The task: Reproduce the entries in full, with no changes.

Excerpted data:
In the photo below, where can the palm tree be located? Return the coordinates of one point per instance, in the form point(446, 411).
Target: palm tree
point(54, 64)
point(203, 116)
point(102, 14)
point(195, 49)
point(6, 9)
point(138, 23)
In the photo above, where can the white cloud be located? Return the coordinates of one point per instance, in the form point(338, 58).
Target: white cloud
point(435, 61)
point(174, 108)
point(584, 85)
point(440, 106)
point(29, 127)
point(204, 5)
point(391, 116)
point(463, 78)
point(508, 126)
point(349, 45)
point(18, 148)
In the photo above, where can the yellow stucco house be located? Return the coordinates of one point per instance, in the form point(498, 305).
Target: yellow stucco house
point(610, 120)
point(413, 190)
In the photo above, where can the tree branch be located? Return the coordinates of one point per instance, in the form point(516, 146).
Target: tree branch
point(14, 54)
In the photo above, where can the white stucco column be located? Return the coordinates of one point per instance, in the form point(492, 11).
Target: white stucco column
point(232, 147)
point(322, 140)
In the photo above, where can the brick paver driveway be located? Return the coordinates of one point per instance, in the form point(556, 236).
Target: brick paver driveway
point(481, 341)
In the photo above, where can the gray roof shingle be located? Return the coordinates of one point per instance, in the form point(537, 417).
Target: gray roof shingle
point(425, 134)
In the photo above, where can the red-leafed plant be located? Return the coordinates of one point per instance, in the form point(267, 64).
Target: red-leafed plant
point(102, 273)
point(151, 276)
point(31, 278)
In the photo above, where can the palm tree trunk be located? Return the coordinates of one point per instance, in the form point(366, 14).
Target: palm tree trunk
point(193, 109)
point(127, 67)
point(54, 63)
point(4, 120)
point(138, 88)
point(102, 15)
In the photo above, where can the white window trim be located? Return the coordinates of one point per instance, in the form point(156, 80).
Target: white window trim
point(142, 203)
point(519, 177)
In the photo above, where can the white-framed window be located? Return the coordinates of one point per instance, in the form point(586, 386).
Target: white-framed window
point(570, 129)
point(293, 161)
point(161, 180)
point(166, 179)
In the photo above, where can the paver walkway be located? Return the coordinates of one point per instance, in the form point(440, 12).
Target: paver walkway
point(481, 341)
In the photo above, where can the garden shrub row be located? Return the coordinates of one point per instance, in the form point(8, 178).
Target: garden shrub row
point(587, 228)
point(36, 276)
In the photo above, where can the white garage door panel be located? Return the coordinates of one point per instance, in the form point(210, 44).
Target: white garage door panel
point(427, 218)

Answer to the problem:
In the photo below, where can the palm tree be located? Return the coordinates of one point per instance, in the form point(446, 411).
Target: palm tree
point(54, 64)
point(203, 116)
point(102, 14)
point(195, 49)
point(6, 9)
point(138, 23)
In the photo above, where can the white cloud be located? Return the coordinates of one point per instance, in the form point(338, 58).
Target: white cloud
point(435, 61)
point(174, 108)
point(584, 85)
point(440, 106)
point(29, 127)
point(204, 5)
point(391, 116)
point(463, 78)
point(508, 126)
point(349, 45)
point(18, 148)
In the photo above, where can the yellow stucco house be located? Return the coordinates of one point per instance, in the form point(498, 305).
Target: yellow stucco house
point(610, 120)
point(413, 190)
In the photo above, where can the tree branch be located? Return the coordinates of one point per instance, in the form point(516, 146).
Target: tree branch
point(14, 54)
In the photo above, where can the white stucco column be located? Return the coordinates of one point per instance, in the form point(492, 11).
Target: white stucco column
point(232, 147)
point(322, 140)
In the photo above, where can the brick paver driveway be located? Return the coordinates of one point per instance, in the form point(556, 236).
Target: brick paver driveway
point(481, 341)
In the photo above, where can the gray roof shingle be located? Return the coordinates of one point per instance, in the form point(537, 417).
Target: gray roof shingle
point(425, 134)
In the photo above, where can the red-leafed plant be located? Return the coordinates of one point per instance, in the form point(267, 64).
Target: red-leafed plant
point(102, 273)
point(151, 276)
point(31, 278)
In the photo above, where can the palm tree trunk be located? Return the coordinates of one point per instance, in the form point(366, 14).
Target: palm tree trunk
point(193, 109)
point(127, 67)
point(54, 63)
point(4, 120)
point(138, 88)
point(102, 15)
In the photo above, where can the white window trim be located? Return the coordinates of one point per instance, in the form point(156, 80).
Target: white window trim
point(142, 203)
point(519, 177)
In the photo above, where can the white-framed window be located? Return the coordinates of one point per instance, in the form point(586, 386).
Target: white-framed window
point(570, 129)
point(293, 161)
point(161, 180)
point(166, 179)
In the photo above, where can the paver walkway be located? Return the coordinates of one point per instance, in the form point(440, 12).
Target: paver walkway
point(481, 341)
In the photo above, where can the garden shrub row be located? Return the coordinates of one point per instance, in the form point(8, 178).
Target: garden shrub row
point(587, 228)
point(36, 276)
In the photo above, where can the white garage door panel be located? Return the coordinates of one point per instance, in the form point(210, 44).
Target: white garage door panel
point(427, 218)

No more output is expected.